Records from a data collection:
(begin)

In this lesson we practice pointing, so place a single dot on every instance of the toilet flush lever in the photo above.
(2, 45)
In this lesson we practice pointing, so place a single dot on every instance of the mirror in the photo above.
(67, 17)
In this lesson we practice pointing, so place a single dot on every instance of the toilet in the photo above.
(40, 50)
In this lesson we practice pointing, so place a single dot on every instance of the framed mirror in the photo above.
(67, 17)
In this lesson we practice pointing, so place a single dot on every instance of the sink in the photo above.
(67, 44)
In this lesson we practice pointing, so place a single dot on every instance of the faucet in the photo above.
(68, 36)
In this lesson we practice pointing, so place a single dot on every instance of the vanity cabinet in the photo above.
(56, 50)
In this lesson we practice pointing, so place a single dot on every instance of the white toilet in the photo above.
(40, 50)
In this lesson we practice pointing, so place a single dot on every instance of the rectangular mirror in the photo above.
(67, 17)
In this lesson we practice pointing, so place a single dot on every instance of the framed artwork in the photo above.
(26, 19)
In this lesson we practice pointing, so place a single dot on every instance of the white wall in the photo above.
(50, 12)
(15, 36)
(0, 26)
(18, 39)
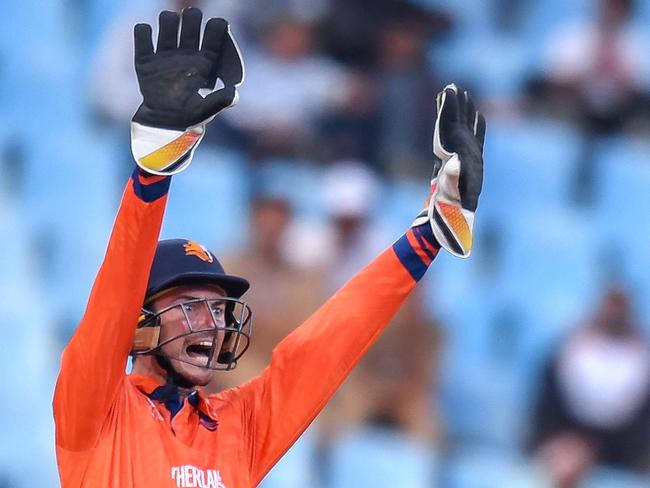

(end)

▸ TASK INSTRUCTIONS: Print, with every line unchanged, the part of the items that opens with the line containing "faucet in the photo above." and runs to the end of the items, both ends included. Leave the pictures out of your answer.

▸ EXERCISE RESULT:
In this lesson we practice pointing, so place a single dot on every instance of the faucet in the photo above.
(68, 36)
In this lesson we practice pointing, so place a single dot on every instance of the vanity cabinet in the photo above.
(56, 50)
In this lesson we practice pointing, so place a single dot on every instance of the white toilet in the photo above.
(40, 50)
In this lesson we practice pointing, so place a single dot on every instance of the rectangular mirror in the photo above.
(67, 17)
In this lesson we practice pointing, so place a single dot on every instance of the framed artwork in the photo above.
(26, 19)
In this lesson we practice pointing, so place a single dot on every instance of the white wall in the photo above.
(50, 12)
(15, 36)
(0, 26)
(18, 39)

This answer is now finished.